This article aims to provide the basics of creating Logistic Regression in Azure ML by designing a simple model step-by-step.
Predicting whether or not a customer is eligible for a loan is a very important problem for banks and other financial institutes. Ideally, a loan should only be approved for those customers who are likely to pay the money back, and should not be approved for the customers that are likely to default.
Fortunately, if we have sufficient data, we can use statistical algorithms to develop a model that can successfully predict whether a loan should be approved for the customers or not. One such algorithm is the logistic regression algorithm. In this article, we will see how to create a logistic regression in Azure ML Studio that can predict customer’s loan eligibility.
The dataset for this problem can be downloaded freely from this Kaggle Link. The data will be downloaded in a compressed file. If you extract the compressed file, you will see two files: “train_u6lujuX_CVtuZ9i.csv” and “test_Y3wMUE5_7gLdaTN.csv”. We will be working with the “train_u6lujuX_CVtuZ9i.csv” file. You can simply rename it to “train_loan.csv”.
The next step is to upload the file to the Azure ML Studio. Login to Azure ML Studio account and go to this link: https://studio.azureml.net/Home/.
To upload the dataset, click on the “DATASETS” option from the menu on the left and then click the “+NEW” button at the bottom right of the screen as shown below:
You will see a file upload dialogue box. Click the “FROM LOCAL FILE” and then “Choose File” option to upload a file from your drive. In my case, I renamed the file “train_u6lujuX_CVtuZ9i.csv” to “train_loan.csv” and uploaded it. Look at the following screenshot for reference:
Wait a few seconds for the dataset to upload. Once the dataset is uploaded, you should see the uploaded dataset in the list of datasets as shown below:
Creating a Simple Prediction Model for Loan Eligibility Prediction
In this section, we will create a simple logistic regression in the Azure ML model that will be trained using the dataset that we uploaded in the previous section and will be used to make predictions about whether a bank should award a loan to a customer or not.
Follow these steps:
Creating a New Experiment
To create a new experiment the “EXPERIMENTS” option from the Azure ML Studio dashboard. You will be presented with different types of options. Select “Blank Experiment” as shown below:
You will be presented with a new experiment dashboard.
Adding a Dataset to the Experiment
The first step to creating a logistic regression in Azure ML is to add the dataset to the experiment dashboard. We will add the “train_loan.csv” dataset to the experiment. To do so, click on “Saved Datasets -> My Datasets” and then drag the “train_loan.csv” file to the experiment dashboard. Look at the following screenshot for reference.

Data segment ::

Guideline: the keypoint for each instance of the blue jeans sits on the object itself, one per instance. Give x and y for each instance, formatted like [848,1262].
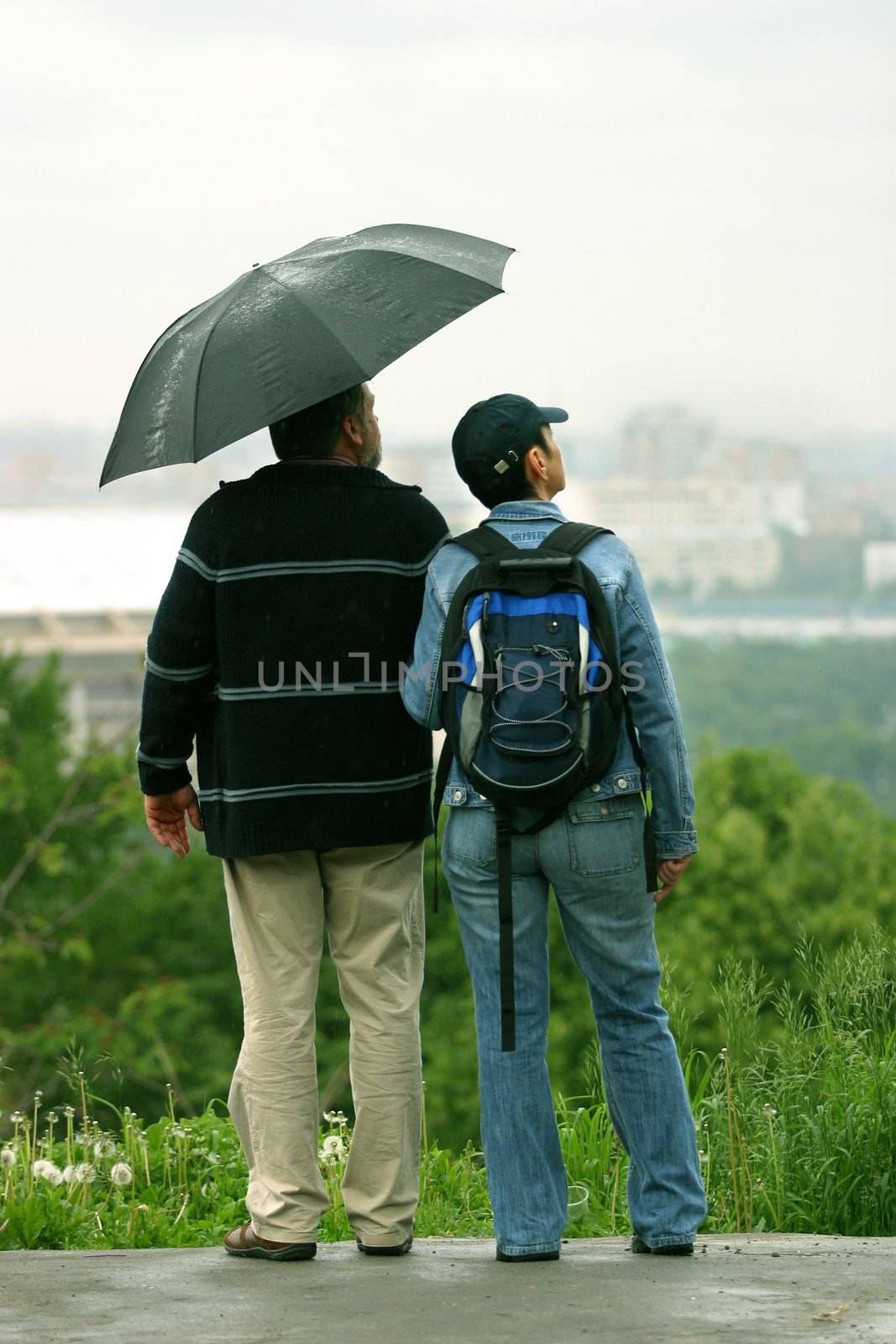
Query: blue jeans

Given instruction A :: In the Azure ML loan tutorial, what new name is given to the file "train_u6lujuX_CVtuZ9i.csv"?
Given instruction B :: Write the next part of the Azure ML loan tutorial, picking up after its last sentence.

Final answer A :: train_loan.csv

Final answer B ::
Visualizing the Data
Let’s visualize our dataset. Right-click on the circle node containing digit 1 from the dataset module. From the drop-down list, select “Visualize” as shown below:
If you visualize the dataset, you will see that the data has 614 rows and 13 columns. The last column is the “Loan_Status” column. As I earlier said, this is a supervised learning problem, therefore in the training data we already have the true or real outputs. Our model will learn how to predict whether a customer is eligible for the loan or not using the data in the first 12 columns.
Handling Missing Values
Before we can learn from the data or in other words, train our model on the data, we have to handle the missing values. To check the missing values in each column, simply click the column header. For instance, if you click the column “Married”, you will see that 3 values are missing as shown below:
If you visualize all the columns for missing values, you will see that among categorical columns, Gender, Married, Dependents, Self_Employed, and Credit_History columns contain missing values. The Credit_History column contains two unique values 1 and 0, therefore we can treat it as a categorical column. The rest of the categorical columns contain data in the form of string.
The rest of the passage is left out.